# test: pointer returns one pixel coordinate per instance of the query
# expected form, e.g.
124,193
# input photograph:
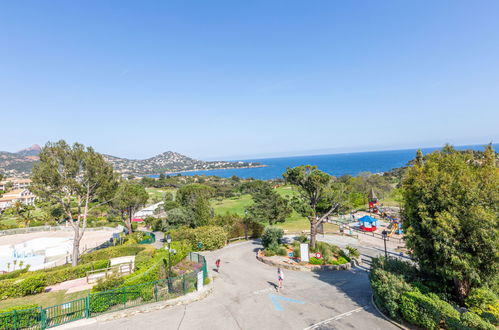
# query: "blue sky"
235,79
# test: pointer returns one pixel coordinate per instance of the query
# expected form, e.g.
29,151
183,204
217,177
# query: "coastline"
211,169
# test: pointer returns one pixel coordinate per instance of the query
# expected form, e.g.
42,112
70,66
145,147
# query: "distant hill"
19,164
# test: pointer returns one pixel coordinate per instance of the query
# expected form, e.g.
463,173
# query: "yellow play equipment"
393,226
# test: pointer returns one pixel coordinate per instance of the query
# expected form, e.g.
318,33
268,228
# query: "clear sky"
231,79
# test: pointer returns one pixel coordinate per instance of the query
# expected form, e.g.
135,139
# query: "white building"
22,195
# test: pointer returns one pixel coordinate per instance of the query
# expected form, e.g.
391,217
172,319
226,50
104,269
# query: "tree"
268,205
319,195
74,177
129,198
194,198
451,212
24,212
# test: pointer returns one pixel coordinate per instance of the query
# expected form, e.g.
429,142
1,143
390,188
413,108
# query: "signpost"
200,281
304,252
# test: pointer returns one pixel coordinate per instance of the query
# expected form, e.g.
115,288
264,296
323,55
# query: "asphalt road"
245,297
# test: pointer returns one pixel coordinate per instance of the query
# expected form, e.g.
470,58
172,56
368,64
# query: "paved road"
244,297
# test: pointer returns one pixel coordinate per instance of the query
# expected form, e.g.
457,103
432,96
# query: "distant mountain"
19,164
34,150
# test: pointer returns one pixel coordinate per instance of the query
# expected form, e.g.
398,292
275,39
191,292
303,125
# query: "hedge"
20,287
13,274
112,252
27,317
211,237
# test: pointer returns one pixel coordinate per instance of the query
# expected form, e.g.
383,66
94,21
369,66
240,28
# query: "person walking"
280,278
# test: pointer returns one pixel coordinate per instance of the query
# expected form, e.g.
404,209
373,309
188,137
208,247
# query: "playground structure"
368,223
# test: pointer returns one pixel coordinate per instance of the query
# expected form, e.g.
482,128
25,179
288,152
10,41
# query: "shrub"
27,317
302,238
112,282
353,252
20,287
282,251
13,274
474,321
388,290
483,300
296,252
420,310
112,252
212,237
315,261
271,235
269,252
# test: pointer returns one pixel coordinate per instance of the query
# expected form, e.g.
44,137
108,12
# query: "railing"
104,302
28,230
150,240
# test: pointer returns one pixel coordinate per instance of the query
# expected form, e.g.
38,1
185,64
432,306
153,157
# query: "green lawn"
294,223
45,299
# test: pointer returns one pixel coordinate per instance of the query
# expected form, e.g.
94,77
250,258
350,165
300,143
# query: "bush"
315,261
112,252
388,290
212,237
420,310
282,251
483,300
271,235
13,274
21,287
353,252
296,252
474,321
27,317
110,283
302,238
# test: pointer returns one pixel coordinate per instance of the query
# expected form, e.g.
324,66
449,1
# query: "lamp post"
169,240
385,234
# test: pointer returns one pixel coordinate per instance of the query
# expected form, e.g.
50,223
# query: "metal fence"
104,302
150,240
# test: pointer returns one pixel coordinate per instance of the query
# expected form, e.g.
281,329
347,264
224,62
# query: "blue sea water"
334,164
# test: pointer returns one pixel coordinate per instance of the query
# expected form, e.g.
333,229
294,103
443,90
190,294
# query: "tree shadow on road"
353,283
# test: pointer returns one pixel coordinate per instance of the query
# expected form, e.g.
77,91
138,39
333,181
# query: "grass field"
45,299
294,223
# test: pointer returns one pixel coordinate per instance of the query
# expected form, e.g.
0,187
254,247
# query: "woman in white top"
280,278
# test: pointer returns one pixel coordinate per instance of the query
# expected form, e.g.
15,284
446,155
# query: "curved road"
244,297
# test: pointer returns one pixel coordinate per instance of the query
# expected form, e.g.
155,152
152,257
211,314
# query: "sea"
334,164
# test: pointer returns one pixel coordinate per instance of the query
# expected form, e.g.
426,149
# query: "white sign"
304,252
200,280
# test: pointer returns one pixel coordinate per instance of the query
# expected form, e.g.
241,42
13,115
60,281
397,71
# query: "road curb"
400,326
314,268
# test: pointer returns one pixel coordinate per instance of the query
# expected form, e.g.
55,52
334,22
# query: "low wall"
308,268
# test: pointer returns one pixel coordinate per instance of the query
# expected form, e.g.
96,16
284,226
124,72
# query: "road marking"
263,291
277,305
337,317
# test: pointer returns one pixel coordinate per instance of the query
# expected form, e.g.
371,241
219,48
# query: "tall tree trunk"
462,288
76,247
313,231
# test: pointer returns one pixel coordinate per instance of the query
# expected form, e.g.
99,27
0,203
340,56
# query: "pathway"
244,297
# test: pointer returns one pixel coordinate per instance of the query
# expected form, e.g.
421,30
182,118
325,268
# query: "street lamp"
168,241
384,233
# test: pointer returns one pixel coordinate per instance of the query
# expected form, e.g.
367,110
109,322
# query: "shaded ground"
245,298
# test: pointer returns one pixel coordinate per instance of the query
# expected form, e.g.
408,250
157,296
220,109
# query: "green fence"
150,240
104,302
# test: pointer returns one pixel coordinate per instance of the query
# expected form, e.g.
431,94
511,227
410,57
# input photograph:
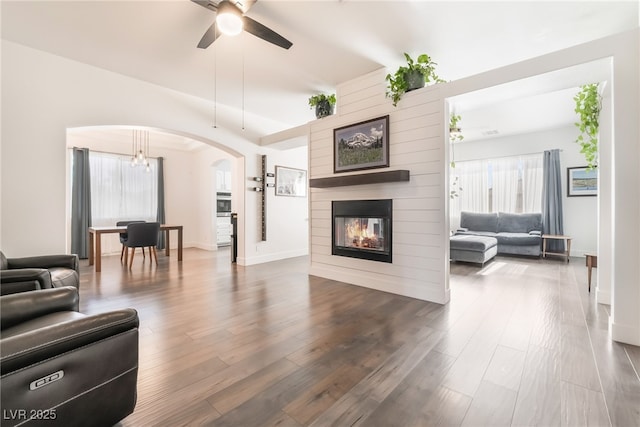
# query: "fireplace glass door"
362,229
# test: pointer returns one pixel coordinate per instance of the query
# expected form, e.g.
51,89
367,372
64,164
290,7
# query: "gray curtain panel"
160,217
80,203
552,200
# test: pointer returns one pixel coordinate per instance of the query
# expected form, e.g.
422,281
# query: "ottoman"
478,249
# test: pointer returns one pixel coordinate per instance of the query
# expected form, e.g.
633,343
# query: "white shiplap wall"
420,241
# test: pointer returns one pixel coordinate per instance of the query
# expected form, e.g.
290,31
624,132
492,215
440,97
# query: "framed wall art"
363,145
582,181
291,182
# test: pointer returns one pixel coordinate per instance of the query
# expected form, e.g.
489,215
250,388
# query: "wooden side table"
592,262
567,240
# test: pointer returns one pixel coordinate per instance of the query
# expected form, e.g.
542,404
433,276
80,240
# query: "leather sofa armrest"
46,261
24,306
19,351
40,275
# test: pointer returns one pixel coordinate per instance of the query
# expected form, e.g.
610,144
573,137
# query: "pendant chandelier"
140,149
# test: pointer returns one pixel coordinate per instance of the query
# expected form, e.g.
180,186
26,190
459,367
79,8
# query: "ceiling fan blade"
245,5
209,37
265,33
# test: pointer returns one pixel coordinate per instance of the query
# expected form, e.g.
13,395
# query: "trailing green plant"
316,99
588,105
398,83
455,135
323,103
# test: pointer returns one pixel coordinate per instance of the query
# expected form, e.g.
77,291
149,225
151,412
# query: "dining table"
95,241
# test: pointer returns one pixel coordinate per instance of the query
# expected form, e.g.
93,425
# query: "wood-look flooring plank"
539,395
356,405
492,406
505,368
243,390
466,373
577,362
583,407
404,405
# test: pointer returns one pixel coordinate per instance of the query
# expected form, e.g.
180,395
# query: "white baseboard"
261,259
625,333
602,296
368,281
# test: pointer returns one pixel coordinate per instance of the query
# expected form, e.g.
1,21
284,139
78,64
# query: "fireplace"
362,229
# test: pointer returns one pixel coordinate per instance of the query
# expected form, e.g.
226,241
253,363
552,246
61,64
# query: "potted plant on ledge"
412,76
324,104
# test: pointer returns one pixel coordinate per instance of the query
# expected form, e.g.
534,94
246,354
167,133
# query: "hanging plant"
412,76
588,105
455,135
324,104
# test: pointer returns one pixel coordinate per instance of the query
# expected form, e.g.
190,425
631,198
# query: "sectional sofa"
515,234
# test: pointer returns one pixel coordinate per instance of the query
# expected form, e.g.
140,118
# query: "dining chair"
141,235
123,236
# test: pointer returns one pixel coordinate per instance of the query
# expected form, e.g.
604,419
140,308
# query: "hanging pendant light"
140,149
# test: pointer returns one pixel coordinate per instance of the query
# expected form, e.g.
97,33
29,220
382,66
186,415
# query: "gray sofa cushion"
472,243
479,221
519,223
518,239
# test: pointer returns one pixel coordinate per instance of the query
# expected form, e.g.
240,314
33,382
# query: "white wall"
287,217
420,245
580,213
43,95
619,166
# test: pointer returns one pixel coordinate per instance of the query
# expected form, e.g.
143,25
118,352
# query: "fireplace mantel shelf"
360,179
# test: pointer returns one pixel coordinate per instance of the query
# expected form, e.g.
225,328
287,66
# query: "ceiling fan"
231,19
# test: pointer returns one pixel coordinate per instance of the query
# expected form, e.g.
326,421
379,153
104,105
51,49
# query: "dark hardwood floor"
522,342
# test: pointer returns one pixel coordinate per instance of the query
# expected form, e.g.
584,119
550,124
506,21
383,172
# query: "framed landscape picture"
291,182
582,181
363,145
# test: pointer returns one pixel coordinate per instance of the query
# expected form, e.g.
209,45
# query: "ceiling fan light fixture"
229,19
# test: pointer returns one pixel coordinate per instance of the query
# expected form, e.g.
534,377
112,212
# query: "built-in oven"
223,204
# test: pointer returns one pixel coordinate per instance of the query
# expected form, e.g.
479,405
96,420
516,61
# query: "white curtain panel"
120,191
532,182
473,179
505,184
• • •
# Work to complete
List every line above that contains the word "ceiling", copying each such line in full. Case counts when matching.

# Answer to the task
# query: "ceiling fan blade"
# query: "ceiling fan"
# query: "ceiling fan light fixture"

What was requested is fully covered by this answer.